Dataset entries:
⟨

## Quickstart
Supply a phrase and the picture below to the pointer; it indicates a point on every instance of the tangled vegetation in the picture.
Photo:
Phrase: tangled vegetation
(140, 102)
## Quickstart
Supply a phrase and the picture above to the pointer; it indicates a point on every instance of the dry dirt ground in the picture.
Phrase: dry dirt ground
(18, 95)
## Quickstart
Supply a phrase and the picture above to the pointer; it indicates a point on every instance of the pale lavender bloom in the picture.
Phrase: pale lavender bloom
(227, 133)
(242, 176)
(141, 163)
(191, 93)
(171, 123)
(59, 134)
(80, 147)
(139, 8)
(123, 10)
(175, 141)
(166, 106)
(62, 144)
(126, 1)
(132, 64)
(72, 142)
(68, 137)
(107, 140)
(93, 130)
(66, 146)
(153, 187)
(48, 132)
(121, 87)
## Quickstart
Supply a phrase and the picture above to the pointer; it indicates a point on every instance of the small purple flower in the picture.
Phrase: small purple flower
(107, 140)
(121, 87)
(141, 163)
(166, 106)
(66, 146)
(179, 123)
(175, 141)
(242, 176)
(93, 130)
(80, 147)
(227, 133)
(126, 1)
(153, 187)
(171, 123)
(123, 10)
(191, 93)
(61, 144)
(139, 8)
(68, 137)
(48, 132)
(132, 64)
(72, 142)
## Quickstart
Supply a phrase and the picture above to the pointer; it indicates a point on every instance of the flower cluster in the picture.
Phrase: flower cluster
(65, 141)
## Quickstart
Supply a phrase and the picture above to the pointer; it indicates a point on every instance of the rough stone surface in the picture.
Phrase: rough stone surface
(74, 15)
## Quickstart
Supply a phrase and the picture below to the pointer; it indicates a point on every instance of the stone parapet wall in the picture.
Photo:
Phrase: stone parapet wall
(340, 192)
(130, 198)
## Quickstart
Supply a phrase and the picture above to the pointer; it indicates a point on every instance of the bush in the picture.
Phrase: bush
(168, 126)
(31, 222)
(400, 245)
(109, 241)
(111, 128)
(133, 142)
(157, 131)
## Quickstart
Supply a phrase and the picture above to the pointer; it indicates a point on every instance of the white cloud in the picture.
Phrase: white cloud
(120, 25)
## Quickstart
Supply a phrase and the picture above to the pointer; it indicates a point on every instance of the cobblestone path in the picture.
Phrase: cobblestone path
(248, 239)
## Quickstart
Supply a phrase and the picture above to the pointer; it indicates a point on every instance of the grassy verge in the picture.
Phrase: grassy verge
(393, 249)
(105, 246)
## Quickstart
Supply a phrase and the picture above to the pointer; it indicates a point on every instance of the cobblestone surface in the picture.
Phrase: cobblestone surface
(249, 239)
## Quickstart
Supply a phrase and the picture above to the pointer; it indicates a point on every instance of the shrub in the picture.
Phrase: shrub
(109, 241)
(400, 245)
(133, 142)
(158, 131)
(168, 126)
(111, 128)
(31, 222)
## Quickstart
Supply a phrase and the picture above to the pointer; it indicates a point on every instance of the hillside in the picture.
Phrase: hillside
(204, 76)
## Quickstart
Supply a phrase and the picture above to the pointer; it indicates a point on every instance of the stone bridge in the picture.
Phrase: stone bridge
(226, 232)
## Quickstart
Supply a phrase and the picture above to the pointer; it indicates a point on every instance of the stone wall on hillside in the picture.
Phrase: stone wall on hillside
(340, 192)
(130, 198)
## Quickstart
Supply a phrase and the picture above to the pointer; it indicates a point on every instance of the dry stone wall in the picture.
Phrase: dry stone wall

⟩

REQUIRED ACTION: When a line in the data contains "below", return it as written.

OUTPUT OF THE TASK:
Supply a phrase and the picture below to the pointer; it indicates a point on every instance of the tangled vegetation in the picture.
Supply a phrase and the picture below to the pointer; it indicates a point on every instance of the stone parapet wall in the picture.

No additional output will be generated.